> **Exercise aim**
Line by line, return the data exactly as shown.

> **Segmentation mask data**
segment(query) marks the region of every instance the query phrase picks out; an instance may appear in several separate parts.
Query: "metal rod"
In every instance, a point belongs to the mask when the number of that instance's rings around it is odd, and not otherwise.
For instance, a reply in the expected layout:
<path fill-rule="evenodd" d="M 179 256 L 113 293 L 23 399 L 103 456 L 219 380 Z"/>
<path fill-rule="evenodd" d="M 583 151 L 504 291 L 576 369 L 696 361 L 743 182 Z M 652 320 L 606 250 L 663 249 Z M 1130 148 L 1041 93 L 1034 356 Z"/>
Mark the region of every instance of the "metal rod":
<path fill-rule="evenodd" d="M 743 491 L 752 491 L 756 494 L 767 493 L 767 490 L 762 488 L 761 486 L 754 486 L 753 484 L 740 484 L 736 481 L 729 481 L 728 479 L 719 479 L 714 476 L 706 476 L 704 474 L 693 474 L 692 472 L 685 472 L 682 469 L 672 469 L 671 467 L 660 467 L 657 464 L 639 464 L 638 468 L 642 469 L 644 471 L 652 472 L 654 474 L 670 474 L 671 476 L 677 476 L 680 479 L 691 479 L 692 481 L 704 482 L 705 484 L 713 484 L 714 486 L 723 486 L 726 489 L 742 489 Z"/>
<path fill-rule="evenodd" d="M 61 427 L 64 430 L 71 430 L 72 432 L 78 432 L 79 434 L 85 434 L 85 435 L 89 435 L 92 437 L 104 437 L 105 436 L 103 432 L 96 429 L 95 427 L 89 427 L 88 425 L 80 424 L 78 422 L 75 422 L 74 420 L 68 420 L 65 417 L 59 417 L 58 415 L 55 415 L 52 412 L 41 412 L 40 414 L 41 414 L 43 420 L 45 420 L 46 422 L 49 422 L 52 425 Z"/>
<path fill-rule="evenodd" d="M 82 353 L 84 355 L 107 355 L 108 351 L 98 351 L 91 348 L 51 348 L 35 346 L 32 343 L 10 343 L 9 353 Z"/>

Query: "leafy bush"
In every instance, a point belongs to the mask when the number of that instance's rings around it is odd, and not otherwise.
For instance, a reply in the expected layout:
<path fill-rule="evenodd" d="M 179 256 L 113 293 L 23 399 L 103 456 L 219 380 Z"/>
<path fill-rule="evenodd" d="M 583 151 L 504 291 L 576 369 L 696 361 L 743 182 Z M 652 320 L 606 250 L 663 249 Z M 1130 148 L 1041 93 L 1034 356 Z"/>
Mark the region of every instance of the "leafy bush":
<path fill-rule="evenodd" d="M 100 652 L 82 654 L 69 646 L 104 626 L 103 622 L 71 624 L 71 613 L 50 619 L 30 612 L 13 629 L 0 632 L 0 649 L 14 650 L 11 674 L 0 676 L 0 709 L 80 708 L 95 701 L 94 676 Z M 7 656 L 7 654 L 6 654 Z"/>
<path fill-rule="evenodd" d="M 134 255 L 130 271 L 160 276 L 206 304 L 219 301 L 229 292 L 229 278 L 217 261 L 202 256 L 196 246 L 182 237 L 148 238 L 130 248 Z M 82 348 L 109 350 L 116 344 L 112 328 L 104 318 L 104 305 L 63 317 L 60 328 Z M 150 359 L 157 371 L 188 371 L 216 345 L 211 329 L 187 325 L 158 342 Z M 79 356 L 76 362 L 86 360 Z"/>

> **Written solution**
segment(query) marks the region of every instance the query phrase picks out; an instance may appear in several separate parts.
Query: "metal rod"
In every instance, a point belongs to the mask when the number of that instance's rings around it is odd, and not otherwise.
For instance, a reply in the expected layout:
<path fill-rule="evenodd" d="M 179 256 L 113 293 L 23 399 L 103 456 L 219 380 Z"/>
<path fill-rule="evenodd" d="M 583 151 L 504 291 L 576 369 L 696 361 L 743 182 Z M 652 320 L 606 250 L 663 249 Z M 1130 148 L 1041 93 L 1034 356 Z"/>
Mark the region of every instance of the "metal rod":
<path fill-rule="evenodd" d="M 743 491 L 752 491 L 756 494 L 767 493 L 767 490 L 762 488 L 761 486 L 754 486 L 753 484 L 740 484 L 736 481 L 729 481 L 728 479 L 719 479 L 714 476 L 706 476 L 704 474 L 693 474 L 692 472 L 685 472 L 682 469 L 672 469 L 671 467 L 660 467 L 657 464 L 639 464 L 638 468 L 642 469 L 644 471 L 652 472 L 654 474 L 670 474 L 671 476 L 677 476 L 680 479 L 691 479 L 692 481 L 704 482 L 705 484 L 713 484 L 714 486 L 723 486 L 726 489 L 742 489 Z"/>
<path fill-rule="evenodd" d="M 61 427 L 64 430 L 71 430 L 72 432 L 78 432 L 79 434 L 85 434 L 85 435 L 89 435 L 92 437 L 104 437 L 105 436 L 103 432 L 96 429 L 95 427 L 89 427 L 88 425 L 80 424 L 78 422 L 75 422 L 74 420 L 68 420 L 65 417 L 59 417 L 58 415 L 55 415 L 52 412 L 41 412 L 40 414 L 41 414 L 43 420 L 45 420 L 46 422 L 49 422 L 52 425 Z"/>
<path fill-rule="evenodd" d="M 82 353 L 84 355 L 107 355 L 108 351 L 98 351 L 91 348 L 51 348 L 35 346 L 32 343 L 10 343 L 9 353 Z"/>

Query: "leafy bush"
In every instance, a point belongs to the mask when the number of that instance's rings around it is odd, and not otherwise.
For instance, a reply in the expected layout:
<path fill-rule="evenodd" d="M 179 256 L 113 293 L 23 399 L 103 456 L 219 380 Z"/>
<path fill-rule="evenodd" d="M 583 151 L 504 291 L 576 369 L 696 361 L 743 182 Z M 652 320 L 606 250 L 663 249 Z M 1130 148 L 1041 93 L 1034 356 Z"/>
Mark the region of every instance of the "leafy bush":
<path fill-rule="evenodd" d="M 100 652 L 82 654 L 69 646 L 104 626 L 103 622 L 71 624 L 71 613 L 50 619 L 30 612 L 13 629 L 0 632 L 0 649 L 14 650 L 11 674 L 0 676 L 0 709 L 80 708 L 95 701 L 94 676 Z M 7 656 L 7 654 L 6 654 Z"/>
<path fill-rule="evenodd" d="M 134 255 L 130 271 L 160 276 L 206 304 L 219 301 L 229 292 L 229 278 L 217 261 L 202 256 L 196 246 L 182 237 L 148 238 L 130 248 Z M 82 348 L 109 350 L 116 344 L 112 328 L 104 318 L 104 305 L 63 317 L 60 328 Z M 150 359 L 157 371 L 188 371 L 216 345 L 211 329 L 187 325 L 158 342 Z M 79 356 L 76 362 L 86 360 Z"/>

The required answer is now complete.